**Trecho**:
──────

Título: Ultimato ao PSC
Autor: Mader, Helena; Kleber, Leandro
Fonte: Correio Braziliense, 22/03/2013, Política, p. 2

Presidente da Câmara quer uma solução para a saída do pastor Marco Feliciano da Comissão de Direitos Humanos até terça-feira

Diante da crescente pressão pela renúncia do pastor Marco Feliciano (PSC-SP) do comando da Comissão de Direitos Humanos e Minorias, o presidente da Câmara, Henrique Eduardo Alves (PMDB-RN), deu ontem um ultimato ao comando do PSC: ele quer uma solução para o impasse até a próxima terça-feira. Existe um consenso de que a situação do pastor é insustentável, mas o partido ainda busca uma saída que minimize os danos e os desgastes causados pelo caso. Ontem, representantes do PSC evitaram falar sobre Feliciano, mas nos bastidores alguns ameaçam até mesmo deixar a legenda, caso o comando da sigla não encerre logo a polêmica.

Na última quarta-feira, o pastor saiu da Câmara alegando mal-estar com os correligionários. A equipe dele ficou reunida com o vice-presidente do PSC, Everaldo Dias, e com o líder da legenda na Câmara, André Moura. As tratativas se arrastaram até meia-noite, mas sem um consenso. A expectativa é que o pastor deixe o posto na semana que vem.

──────

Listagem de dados
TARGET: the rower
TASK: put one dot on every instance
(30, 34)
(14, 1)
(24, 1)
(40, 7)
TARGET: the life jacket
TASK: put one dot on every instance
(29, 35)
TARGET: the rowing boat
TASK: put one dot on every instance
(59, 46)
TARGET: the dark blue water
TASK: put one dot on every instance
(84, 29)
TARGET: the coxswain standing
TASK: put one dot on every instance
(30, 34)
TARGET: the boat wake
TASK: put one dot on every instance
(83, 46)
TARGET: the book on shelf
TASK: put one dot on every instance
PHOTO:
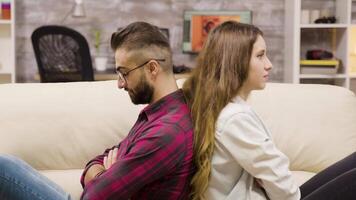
(319, 66)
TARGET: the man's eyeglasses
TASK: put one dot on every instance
(123, 75)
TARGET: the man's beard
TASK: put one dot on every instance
(142, 93)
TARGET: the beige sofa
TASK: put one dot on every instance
(58, 127)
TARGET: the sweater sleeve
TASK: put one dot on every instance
(251, 147)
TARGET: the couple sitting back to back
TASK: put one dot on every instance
(201, 142)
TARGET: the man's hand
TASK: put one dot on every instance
(92, 172)
(110, 159)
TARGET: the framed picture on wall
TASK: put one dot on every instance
(197, 25)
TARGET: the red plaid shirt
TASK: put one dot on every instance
(155, 160)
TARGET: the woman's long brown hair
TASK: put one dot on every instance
(222, 67)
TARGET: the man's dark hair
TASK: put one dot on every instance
(138, 35)
(144, 36)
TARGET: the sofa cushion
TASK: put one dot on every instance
(314, 125)
(67, 179)
(63, 125)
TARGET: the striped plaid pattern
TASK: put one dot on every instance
(155, 160)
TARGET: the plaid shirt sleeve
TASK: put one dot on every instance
(157, 152)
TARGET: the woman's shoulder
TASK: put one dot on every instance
(235, 107)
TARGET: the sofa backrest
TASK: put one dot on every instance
(64, 125)
(314, 125)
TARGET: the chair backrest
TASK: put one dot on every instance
(62, 54)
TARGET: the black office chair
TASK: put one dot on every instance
(62, 54)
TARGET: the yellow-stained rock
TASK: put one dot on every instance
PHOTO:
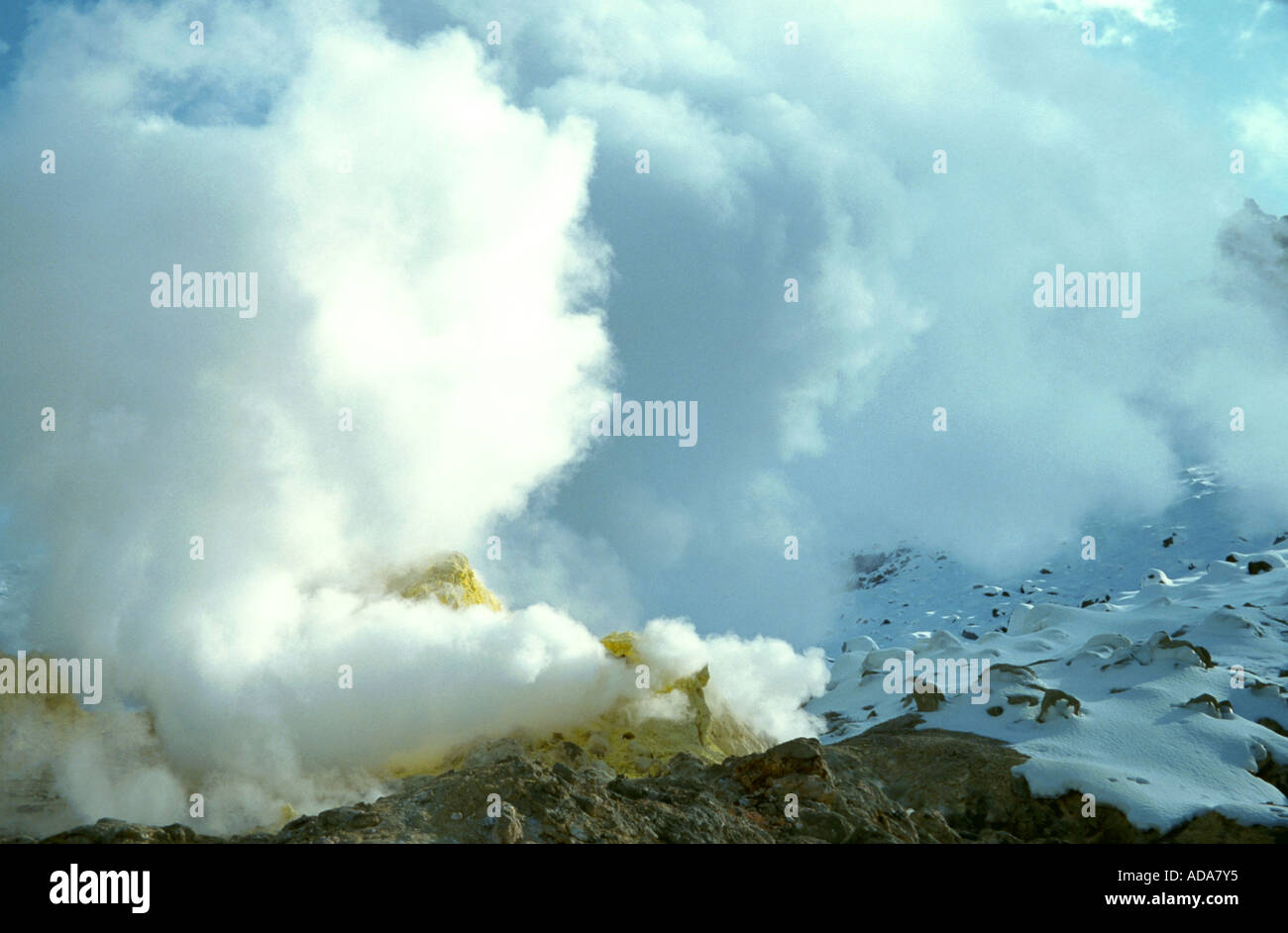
(452, 580)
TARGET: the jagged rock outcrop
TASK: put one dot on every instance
(889, 783)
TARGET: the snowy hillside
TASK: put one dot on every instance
(1166, 700)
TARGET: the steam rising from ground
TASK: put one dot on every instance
(443, 291)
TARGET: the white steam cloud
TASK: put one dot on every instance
(443, 291)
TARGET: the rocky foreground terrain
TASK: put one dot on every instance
(888, 785)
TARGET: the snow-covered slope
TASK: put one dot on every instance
(1164, 701)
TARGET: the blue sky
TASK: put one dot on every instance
(768, 161)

──────

**Instruções**:
1. Na notícia sobre o ultimato ao PSC, até quando o presidente da Câmara quer uma solução para o impasse?
2. Dê continuidade à notícia sobre o ultimato ao PSC, começando logo após a última frase.

**Respostas por tarefa**:
1. Até a próxima terça-feira.

2.
O presidente da Câmara, Henrique Eduardo Alves, reafirmou ontem que o tema é uma de suas prioridades. Em meio a esforços para ampliar uma agenda positiva para a sua gestão, ele está insatisfeito com a repercussão extremamente negativa gerada pela presença de Feliciano. “Eu posso assegurar que esta Casa vai encontrar uma decisão em curtíssimo prazo. A Comissão de Direitos Humanos, pela sua importância, não pode ficar nesse impasse”, justificou o presidente. “Eu espero até no máximo terça-feira por uma decisão. Agora passou a ser também responsabilidade do presidente da Câmara dos Deputados”, acrescentou.

Henrique Alves argumentou que a presença do pastor atrapalha o trabalho da Câmara. “Virou um clima de radicalização que esta Casa não pode aceitar. Temos que primar pelo equilíbrio, pela serenidade, pela objetividade, pelo trabalho parlamentar. E do jeito que está, a situação se tornou insustentável”, concluiu o presidente da Câmara dos Deputados.

Caso Feliciano renuncie, ainda não há consenso sobre o que será feito. O PSC deve indicar outro parlamentar com perfil menos polêmico para o cargo. A vice-presidente da comissão, deputada Antônia Lúcia (PSC-AC), é alvo de uma ação do Ministério Público Eleitoral por compra de votos. Ela foi absolvida pelo Tribunal Regional Eleitoral do Acre, mas o MPE recorreu ao Tribunal Superior Eleitoral (TSE) contra a decisão. O Ministério Público tenta mostrar que as interceptações realizadas pela Polícia Federal durante as investigações não são ilegais. Na última quarta-feira, o Ministério Público Federal no Acre entrou com ação de improbidade administrativa contra a deputada Antônia Lúcia e o marido dela, o deputado federal Silas Câmara (PSD-AM). Segundo a denúncia, eles teriam usado um celular funcional da Câmara para fazer campanha eleitoral.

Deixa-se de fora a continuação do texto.